**Provided passage:**
[Start]

Fortunately, the capsule garden is growing and thriving. The after is shown below. The rain is helping the space very much. I took the time to clear around the pots, and also to remove the weeds that had gathered around the growing vegetables and aloe vera.

Productivity Tips:

As an operations manager, I have taken the time to ensure that I'm running the house like I run the plant. With critical equipment, it will be necessary to ensure that they are serviced and we definitely take the time to do this. The lawn needs attention about once per month, and maintenance about once per week just to do the top ups and keep the place neat. In the yard, we have various plants that shed, and these include the palm trees, almond trees and occasional shrubs.

Motivation is not the easiest thing to come by, and by setting a two hour timer, I pretty much just went ahead and started working on the leaves. As the momentum builds, you'll actually feel yourself wanting to do more and more.

[End]

**Data excerpts:**
[Start]

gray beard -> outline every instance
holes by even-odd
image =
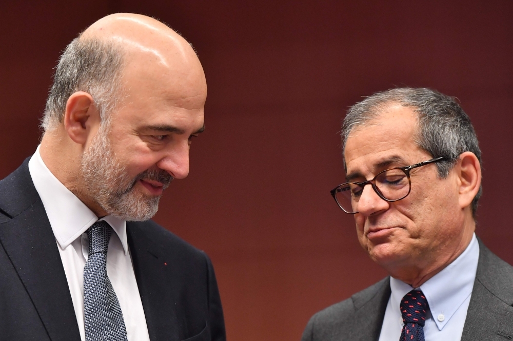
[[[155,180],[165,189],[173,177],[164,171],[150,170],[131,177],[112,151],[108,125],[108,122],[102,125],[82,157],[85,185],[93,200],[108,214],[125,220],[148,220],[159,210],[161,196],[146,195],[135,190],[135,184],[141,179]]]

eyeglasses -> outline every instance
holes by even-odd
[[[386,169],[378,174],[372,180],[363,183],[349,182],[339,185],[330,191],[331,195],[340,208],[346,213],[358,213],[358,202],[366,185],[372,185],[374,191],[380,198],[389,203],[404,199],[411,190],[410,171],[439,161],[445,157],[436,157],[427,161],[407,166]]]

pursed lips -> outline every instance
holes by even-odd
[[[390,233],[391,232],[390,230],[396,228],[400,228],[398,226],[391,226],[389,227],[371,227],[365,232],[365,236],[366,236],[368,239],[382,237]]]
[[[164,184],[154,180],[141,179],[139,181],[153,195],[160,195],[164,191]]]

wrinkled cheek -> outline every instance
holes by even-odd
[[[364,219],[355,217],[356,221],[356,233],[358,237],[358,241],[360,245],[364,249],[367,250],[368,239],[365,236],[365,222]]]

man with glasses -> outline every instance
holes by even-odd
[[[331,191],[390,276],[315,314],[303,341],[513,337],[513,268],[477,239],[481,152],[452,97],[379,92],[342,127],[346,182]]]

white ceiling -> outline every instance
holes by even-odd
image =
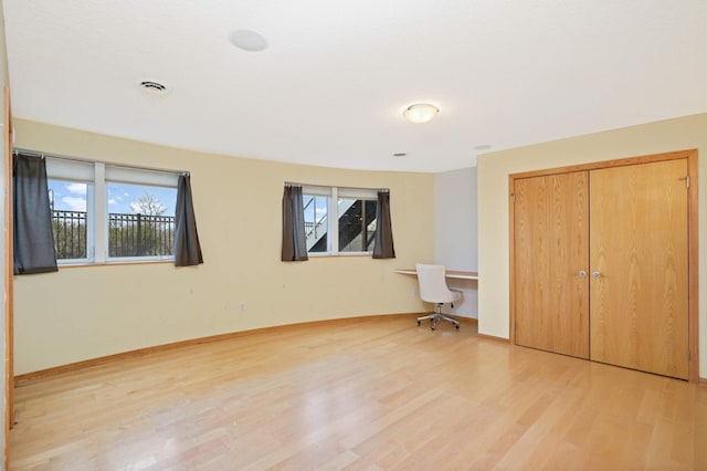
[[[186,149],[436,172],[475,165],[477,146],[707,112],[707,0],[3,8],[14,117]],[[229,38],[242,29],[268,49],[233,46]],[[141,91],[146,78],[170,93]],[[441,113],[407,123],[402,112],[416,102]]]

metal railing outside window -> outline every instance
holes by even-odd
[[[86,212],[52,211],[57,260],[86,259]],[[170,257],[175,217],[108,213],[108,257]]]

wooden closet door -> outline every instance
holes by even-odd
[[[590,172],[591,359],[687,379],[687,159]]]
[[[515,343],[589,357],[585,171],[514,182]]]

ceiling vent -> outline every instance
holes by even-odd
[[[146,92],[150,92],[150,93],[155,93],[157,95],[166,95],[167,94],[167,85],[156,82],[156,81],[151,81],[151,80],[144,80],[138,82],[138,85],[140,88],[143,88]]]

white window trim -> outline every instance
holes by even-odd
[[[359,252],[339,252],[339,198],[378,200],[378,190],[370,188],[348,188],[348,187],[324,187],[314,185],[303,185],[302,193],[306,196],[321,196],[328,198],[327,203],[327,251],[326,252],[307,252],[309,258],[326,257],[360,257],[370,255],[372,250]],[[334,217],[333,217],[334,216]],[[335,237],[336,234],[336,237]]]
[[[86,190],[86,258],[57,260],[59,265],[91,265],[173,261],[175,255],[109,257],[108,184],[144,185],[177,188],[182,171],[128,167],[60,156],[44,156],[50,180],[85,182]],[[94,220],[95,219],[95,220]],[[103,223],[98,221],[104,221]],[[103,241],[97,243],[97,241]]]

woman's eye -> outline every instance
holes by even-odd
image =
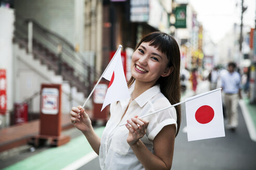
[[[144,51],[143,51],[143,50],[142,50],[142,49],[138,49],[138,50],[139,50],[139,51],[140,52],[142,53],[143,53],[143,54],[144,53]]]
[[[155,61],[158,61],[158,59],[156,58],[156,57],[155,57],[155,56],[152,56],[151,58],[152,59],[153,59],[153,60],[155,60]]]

[End]
[Start]

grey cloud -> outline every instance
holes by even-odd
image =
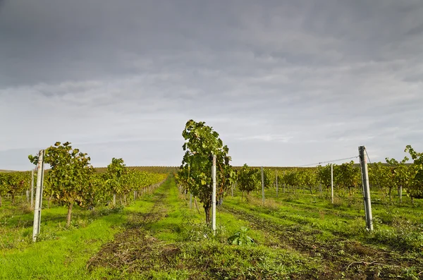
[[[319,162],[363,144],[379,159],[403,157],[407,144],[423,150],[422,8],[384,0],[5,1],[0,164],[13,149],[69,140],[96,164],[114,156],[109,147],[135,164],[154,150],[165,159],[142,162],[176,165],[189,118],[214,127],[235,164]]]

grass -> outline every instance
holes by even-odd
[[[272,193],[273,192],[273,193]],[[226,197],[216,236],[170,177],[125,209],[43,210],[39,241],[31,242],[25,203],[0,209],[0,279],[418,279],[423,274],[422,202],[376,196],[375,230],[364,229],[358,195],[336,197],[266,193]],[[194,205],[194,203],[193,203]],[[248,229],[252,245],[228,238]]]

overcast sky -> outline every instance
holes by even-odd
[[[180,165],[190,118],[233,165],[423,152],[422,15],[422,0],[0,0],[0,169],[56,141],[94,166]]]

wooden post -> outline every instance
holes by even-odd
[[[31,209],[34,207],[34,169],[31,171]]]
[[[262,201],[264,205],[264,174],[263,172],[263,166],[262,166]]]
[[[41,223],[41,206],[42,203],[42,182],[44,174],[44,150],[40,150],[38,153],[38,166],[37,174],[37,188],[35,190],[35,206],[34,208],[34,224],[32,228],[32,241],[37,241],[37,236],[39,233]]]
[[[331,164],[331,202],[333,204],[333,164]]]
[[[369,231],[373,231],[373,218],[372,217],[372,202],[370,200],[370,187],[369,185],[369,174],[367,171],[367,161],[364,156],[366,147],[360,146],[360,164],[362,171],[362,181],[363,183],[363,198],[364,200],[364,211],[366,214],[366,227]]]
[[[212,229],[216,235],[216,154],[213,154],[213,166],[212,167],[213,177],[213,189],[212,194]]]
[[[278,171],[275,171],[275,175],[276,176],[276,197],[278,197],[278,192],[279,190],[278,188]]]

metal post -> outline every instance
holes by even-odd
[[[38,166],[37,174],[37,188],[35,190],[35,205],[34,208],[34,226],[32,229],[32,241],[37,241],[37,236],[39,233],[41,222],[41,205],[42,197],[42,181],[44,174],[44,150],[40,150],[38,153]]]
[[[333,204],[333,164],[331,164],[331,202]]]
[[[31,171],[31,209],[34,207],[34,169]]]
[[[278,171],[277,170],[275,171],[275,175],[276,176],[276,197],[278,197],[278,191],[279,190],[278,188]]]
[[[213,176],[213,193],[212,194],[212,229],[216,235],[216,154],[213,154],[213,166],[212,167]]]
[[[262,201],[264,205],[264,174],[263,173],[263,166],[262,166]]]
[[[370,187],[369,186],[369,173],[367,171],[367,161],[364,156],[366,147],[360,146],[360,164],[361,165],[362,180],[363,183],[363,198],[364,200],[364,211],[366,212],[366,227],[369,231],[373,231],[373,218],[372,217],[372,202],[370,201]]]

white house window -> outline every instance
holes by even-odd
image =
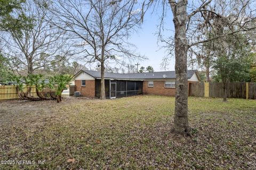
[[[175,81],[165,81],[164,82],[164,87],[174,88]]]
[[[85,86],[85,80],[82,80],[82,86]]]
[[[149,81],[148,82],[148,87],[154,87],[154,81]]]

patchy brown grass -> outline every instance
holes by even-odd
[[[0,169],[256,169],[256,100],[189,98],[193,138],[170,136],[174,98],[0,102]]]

[End]

**Problem details:**
Quote everything in the garden and yard-work text above, from "Fortunately, the capsule" down to "and occasional shrubs.".

**Exercise solution:**
Fortunately, the capsule garden is growing and thriving. The after is shown below. The rain is helping the space very much. I took the time to clear around the pots, and also to remove the weeds that had gathered around the growing vegetables and aloe vera.

Productivity Tips:

As an operations manager, I have taken the time to ensure that I'm running the house like I run the plant. With critical equipment, it will be necessary to ensure that they are serviced and we definitely take the time to do this. The lawn needs attention about once per month, and maintenance about once per week just to do the top ups and keep the place neat. In the yard, we have various plants that shed, and these include the palm trees, almond trees and occasional shrubs.